In order to protect against unintended or automatic loosening or detaching of the pressure or thrust washer, the washer is provided with a point-shaped formation which protrudes from the disc plane and, in the locked position, engages an associated hole in the yoke leg and serves as a snap-in security device. For simpler handling, it is advisable to construct the thrust or pressure washer with mirror symmetry, i.e. point symmetry with respect to the shape of the locking projections and the securing cams.
In accordance with a concomitant feature of the invention, the embossing is an annular flange. The radial embossing at the armature side end of the sheet metal jacket may be an annular flange in order to limit the stroke of the axially movable magnetic armature, wherein its pin-shaped stepped-off end penetrates the remaining opening without play.
Other features which are considered as characteristic for the invention are set forth in the appended claims.
Although the invention is illustrated and described herein as embodied in a magnetic tripping device, it is nevertheless not intended to be limited to the details shown, since various modifications and structural changes may be made therein without departing from the spirit of the invention and within the scope and range of equivalents of the claims.

------------------------------------

### [Given problem]
Continue the patent description of the magnetic tripping device from the point where it stops.

### [Supplied data]
------------------------------------

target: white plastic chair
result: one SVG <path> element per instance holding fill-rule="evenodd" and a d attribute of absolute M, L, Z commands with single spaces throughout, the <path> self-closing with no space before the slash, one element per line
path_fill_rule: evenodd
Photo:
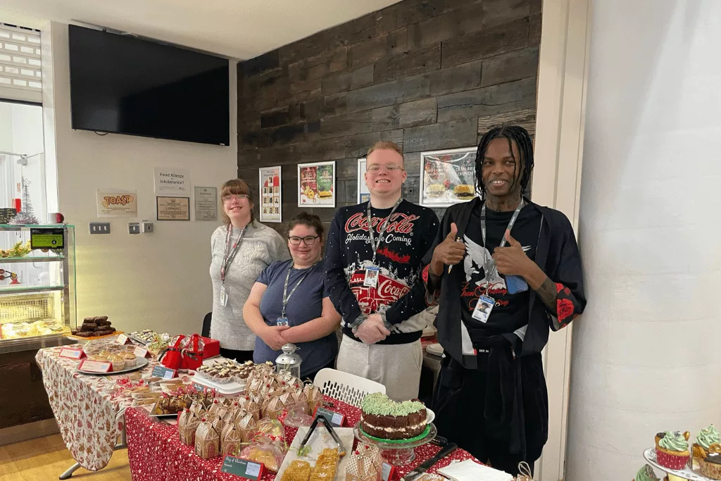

------------------------------------

### [Answer below]
The construction and method of operation of the invention, however, together with additional objects and advantages thereof will be best understood from the following description of specific embodiments, when read in connection with the accompanying drawings, in which:
FIG. 1 is a diagrammatic, side-elevational view of a magnetic tripping device according to the invention;
FIG. 2 is a side-elevational view of a coil form, partly broken away in a longitudinal section;
FIG. 3 is a cross-sectional view of the coil form, taken along the line X--X in FIG. 2, in the direction of the arrows;
FIG. 4 is an elevational view of the end face of the coil form on the armature side;
FIG. 5 is an elevational view of a pressure washer;
FIG. 6 is a side-elevational view of the pressure washer;
FIG. 7 is a view similar to FIG. 1 of a magnetic tripping device with a pressure washer according to the invention which has been inserted;
FIG. 8 is an elevational view of the end face of the magnetic tripping device on the armature side, with the pressure washer inserted; and
FIG. 9 is a view similar to FIG. 2 of a coil form with a flange at one end.
Referring now to the figures of the drawings in detail and first, particularly, to FIG. 1 thereof, there is seen an assembly in the form of a magnetic tripping device 10 according to the invention, formed of a magnetic yoke 20 into which a coil form 12 is inserted. The coil form 12 is surrounded by a magnet coil 13. As shown in FIG. 2, the interior of the coil form 12 contains a movably guided magnetic armature 14 and a magnetic core 16 on the opposite side of the coil form 12. Further details concerning this construction can also be seen from FIG. 2.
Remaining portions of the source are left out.